## Task directions
Using the records below, copy out exactly the line that contains "Annotate the train door" and every line that follows it, up to and including the last, and no others.

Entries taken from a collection
────────────────────────────────────────

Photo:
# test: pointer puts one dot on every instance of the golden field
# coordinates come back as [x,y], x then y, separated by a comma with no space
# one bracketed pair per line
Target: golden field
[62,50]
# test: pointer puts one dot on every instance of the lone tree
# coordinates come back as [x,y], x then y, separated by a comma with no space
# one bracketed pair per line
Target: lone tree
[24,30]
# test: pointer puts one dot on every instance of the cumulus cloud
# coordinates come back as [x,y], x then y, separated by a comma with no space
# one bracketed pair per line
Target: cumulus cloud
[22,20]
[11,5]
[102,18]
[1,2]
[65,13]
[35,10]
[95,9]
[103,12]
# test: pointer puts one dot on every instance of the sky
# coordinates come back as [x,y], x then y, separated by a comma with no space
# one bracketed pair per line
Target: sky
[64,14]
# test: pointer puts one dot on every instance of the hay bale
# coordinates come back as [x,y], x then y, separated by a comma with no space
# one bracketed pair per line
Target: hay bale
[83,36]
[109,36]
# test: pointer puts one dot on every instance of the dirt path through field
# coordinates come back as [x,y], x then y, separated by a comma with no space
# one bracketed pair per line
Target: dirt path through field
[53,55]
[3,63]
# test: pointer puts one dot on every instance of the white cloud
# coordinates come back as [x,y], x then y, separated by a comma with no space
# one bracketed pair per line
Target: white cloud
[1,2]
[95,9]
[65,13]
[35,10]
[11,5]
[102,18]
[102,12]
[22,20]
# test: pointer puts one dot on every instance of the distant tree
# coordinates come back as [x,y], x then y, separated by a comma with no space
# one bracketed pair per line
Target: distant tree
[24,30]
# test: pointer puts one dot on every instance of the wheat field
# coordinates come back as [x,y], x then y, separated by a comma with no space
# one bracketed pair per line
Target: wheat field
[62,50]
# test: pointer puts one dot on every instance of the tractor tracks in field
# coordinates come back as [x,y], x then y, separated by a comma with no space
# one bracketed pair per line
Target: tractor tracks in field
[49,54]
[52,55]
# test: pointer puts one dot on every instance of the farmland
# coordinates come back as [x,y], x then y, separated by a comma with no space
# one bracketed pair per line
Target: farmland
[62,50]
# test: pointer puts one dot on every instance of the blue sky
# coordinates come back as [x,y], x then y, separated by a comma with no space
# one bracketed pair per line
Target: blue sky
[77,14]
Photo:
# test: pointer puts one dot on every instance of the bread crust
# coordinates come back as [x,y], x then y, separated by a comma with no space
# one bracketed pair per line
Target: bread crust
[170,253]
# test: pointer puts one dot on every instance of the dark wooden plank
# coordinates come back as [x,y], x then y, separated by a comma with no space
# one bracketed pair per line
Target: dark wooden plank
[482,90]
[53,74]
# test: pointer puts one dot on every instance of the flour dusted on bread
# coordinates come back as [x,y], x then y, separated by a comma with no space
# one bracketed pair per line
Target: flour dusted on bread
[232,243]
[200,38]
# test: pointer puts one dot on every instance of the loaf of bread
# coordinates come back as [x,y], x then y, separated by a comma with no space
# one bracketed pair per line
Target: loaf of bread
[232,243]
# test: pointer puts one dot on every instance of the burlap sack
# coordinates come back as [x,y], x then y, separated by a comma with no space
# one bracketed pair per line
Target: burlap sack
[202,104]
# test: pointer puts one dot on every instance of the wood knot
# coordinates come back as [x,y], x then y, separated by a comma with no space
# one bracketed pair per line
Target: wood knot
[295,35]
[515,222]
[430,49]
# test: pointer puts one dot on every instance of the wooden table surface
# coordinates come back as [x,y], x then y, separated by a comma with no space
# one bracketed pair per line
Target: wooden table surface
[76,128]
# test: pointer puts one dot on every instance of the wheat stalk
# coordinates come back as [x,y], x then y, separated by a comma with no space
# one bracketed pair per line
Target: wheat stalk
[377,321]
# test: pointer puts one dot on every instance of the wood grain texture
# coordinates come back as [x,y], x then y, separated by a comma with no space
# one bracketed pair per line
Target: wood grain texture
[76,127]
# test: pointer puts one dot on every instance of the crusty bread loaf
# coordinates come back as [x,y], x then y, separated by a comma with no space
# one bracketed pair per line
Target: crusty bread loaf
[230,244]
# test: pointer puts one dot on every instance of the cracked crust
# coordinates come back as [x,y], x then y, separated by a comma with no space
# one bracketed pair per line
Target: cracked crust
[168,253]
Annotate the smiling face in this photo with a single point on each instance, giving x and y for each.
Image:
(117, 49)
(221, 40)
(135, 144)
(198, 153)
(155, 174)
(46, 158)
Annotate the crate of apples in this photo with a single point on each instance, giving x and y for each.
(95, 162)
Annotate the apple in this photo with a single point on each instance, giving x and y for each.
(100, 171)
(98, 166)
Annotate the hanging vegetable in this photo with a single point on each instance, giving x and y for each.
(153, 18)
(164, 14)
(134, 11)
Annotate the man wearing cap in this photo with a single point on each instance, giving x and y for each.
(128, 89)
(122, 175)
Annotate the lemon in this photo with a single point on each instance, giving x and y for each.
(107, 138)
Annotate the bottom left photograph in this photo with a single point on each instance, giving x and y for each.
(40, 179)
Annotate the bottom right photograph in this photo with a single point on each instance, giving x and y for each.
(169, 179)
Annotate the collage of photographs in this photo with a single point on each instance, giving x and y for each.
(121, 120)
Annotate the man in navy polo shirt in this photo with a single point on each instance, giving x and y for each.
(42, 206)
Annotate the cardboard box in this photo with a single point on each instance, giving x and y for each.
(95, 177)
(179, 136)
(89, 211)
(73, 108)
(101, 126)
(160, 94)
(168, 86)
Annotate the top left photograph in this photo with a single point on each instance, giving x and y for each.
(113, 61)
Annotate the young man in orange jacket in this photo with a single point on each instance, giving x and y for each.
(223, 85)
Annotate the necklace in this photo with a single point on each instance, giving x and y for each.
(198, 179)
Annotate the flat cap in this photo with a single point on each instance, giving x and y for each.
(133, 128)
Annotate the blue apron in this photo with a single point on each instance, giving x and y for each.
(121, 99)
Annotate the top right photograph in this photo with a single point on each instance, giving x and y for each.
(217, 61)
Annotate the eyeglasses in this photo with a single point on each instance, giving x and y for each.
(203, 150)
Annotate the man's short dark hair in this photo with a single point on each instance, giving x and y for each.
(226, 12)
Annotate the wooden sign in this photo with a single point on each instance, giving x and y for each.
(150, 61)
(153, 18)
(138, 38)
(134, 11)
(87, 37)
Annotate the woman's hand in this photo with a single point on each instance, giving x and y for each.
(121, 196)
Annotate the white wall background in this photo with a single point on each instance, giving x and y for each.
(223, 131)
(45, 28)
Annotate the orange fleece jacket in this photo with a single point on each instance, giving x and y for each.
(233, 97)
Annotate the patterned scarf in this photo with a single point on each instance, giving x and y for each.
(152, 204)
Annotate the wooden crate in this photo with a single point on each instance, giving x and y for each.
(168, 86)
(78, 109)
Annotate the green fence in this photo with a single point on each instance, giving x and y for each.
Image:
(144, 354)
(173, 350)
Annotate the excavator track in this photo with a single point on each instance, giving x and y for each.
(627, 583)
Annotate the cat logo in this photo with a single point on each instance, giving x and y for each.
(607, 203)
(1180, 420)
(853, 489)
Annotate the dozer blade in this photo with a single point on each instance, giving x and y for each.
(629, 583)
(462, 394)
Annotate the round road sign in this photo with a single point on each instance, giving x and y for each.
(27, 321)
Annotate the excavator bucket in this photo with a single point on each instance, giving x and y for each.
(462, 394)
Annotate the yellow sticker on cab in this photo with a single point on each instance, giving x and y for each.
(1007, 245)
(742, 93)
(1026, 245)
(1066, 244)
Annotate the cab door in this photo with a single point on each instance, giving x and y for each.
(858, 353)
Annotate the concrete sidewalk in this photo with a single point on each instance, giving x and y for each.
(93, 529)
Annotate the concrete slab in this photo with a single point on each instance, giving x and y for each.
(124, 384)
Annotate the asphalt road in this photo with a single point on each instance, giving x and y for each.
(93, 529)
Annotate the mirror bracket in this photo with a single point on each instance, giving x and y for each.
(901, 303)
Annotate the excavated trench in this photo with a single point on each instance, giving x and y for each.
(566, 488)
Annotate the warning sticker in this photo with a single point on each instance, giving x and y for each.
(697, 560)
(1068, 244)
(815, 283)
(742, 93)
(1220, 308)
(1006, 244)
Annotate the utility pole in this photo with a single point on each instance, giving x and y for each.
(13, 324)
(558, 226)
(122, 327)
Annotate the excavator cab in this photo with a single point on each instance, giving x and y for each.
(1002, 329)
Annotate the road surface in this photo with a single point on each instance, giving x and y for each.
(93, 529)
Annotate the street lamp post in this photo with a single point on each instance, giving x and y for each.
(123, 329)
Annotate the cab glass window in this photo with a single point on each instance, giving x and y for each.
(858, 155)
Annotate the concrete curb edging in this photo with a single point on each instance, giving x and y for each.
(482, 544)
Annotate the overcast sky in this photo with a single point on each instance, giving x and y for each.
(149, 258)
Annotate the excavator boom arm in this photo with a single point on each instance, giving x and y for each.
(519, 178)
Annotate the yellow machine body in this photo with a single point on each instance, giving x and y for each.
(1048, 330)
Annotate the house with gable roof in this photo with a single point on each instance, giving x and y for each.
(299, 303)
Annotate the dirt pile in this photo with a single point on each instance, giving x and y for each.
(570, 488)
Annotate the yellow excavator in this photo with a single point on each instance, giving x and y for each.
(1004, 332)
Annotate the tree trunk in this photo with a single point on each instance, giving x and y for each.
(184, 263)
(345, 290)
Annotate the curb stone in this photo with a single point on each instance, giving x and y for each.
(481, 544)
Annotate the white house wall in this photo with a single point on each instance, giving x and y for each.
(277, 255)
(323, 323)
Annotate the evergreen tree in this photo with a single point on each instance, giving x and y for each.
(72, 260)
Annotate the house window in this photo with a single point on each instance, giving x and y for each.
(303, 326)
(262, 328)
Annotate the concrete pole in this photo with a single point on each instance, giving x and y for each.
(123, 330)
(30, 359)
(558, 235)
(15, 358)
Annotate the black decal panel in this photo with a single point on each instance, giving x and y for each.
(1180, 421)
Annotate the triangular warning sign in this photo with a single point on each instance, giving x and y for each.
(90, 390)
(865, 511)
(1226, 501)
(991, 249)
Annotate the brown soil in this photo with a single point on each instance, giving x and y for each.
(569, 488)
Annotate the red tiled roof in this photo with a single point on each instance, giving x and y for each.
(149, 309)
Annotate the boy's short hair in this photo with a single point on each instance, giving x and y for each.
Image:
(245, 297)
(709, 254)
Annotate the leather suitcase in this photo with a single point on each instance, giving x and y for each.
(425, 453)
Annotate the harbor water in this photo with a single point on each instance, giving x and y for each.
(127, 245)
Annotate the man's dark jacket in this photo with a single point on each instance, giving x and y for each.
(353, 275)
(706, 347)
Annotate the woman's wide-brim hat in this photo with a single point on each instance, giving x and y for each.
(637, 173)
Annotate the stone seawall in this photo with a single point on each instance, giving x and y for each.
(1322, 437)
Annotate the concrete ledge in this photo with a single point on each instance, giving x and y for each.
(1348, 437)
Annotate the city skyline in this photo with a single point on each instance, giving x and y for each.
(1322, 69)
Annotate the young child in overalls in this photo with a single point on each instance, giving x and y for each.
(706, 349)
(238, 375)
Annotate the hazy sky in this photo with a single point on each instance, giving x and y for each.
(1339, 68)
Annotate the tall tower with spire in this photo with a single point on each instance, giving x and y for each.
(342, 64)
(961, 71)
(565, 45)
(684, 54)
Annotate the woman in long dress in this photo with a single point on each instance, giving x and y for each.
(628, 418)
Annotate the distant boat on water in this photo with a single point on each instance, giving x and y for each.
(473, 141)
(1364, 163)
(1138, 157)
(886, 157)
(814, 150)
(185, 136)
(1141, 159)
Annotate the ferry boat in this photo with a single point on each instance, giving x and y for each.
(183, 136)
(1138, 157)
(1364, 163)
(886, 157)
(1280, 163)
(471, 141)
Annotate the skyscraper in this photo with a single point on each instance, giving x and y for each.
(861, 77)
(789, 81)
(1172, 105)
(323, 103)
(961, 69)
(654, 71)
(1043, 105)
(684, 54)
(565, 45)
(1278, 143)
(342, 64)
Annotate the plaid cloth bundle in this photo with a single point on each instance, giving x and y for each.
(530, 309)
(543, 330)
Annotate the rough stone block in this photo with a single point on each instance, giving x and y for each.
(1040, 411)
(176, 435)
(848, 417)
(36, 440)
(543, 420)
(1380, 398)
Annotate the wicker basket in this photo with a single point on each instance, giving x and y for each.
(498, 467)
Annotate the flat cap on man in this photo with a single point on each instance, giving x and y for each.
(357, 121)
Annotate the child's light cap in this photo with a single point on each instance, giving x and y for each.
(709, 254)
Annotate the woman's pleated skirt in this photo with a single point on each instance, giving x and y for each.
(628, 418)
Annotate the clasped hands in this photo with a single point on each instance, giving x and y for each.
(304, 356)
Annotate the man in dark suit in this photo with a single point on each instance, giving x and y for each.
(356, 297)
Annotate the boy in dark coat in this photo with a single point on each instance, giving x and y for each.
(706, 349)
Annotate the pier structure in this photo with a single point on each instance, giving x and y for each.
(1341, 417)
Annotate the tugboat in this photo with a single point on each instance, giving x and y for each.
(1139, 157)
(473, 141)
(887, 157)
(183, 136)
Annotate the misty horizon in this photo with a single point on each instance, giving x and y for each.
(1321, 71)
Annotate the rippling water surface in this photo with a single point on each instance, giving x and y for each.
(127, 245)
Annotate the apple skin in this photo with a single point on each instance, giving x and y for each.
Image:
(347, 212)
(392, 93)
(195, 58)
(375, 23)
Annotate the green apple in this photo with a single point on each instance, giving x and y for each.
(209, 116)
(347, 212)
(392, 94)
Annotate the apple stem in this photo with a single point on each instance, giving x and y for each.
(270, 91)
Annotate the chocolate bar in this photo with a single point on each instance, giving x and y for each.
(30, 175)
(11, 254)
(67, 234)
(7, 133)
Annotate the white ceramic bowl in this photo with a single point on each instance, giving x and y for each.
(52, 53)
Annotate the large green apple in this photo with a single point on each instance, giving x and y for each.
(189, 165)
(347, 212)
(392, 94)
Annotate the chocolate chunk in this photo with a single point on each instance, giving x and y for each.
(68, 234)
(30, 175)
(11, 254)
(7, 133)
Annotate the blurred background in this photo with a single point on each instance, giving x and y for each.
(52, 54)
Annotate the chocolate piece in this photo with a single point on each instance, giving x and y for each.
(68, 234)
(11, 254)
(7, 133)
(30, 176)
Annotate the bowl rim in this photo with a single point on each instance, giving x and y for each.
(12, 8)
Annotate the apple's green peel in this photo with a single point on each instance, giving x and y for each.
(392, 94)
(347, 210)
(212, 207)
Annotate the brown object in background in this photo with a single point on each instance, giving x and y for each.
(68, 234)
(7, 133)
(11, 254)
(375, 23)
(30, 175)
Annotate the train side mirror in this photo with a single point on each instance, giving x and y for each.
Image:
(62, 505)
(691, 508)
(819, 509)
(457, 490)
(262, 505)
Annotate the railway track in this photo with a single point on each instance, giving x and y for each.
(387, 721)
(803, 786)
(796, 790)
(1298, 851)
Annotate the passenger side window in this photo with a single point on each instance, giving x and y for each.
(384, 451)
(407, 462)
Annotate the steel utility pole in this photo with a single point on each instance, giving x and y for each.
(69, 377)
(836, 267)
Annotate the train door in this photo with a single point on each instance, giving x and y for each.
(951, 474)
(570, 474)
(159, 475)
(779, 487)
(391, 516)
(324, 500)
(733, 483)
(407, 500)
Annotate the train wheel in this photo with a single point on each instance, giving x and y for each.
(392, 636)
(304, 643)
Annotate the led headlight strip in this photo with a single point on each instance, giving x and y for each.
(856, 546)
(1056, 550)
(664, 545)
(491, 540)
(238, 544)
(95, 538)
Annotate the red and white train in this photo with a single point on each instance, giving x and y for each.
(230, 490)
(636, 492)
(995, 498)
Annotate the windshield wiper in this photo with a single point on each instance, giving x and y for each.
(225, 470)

────────────────────────────────────────

## Exercise solution
Annotate the train door in this photo with a single point on each instance, giving x and y for each.
(951, 474)
(570, 474)
(159, 475)
(779, 487)
(391, 516)
(324, 500)
(733, 483)
(407, 500)
Annotate the train wheel in this photo with a single point on each instance, giving x and y for each.
(392, 636)
(304, 643)
Annotate the led headlight strip in this photo with a single point on each instance, giving x and y for each.
(856, 546)
(1056, 550)
(664, 545)
(491, 540)
(238, 544)
(95, 538)
Annotate the red and white train in this photo with a single point on each instance, giving x and y for each.
(230, 490)
(636, 492)
(995, 498)
Annotate the windshield wiper in this photo with a single point on each instance, giving x and y for each.
(225, 470)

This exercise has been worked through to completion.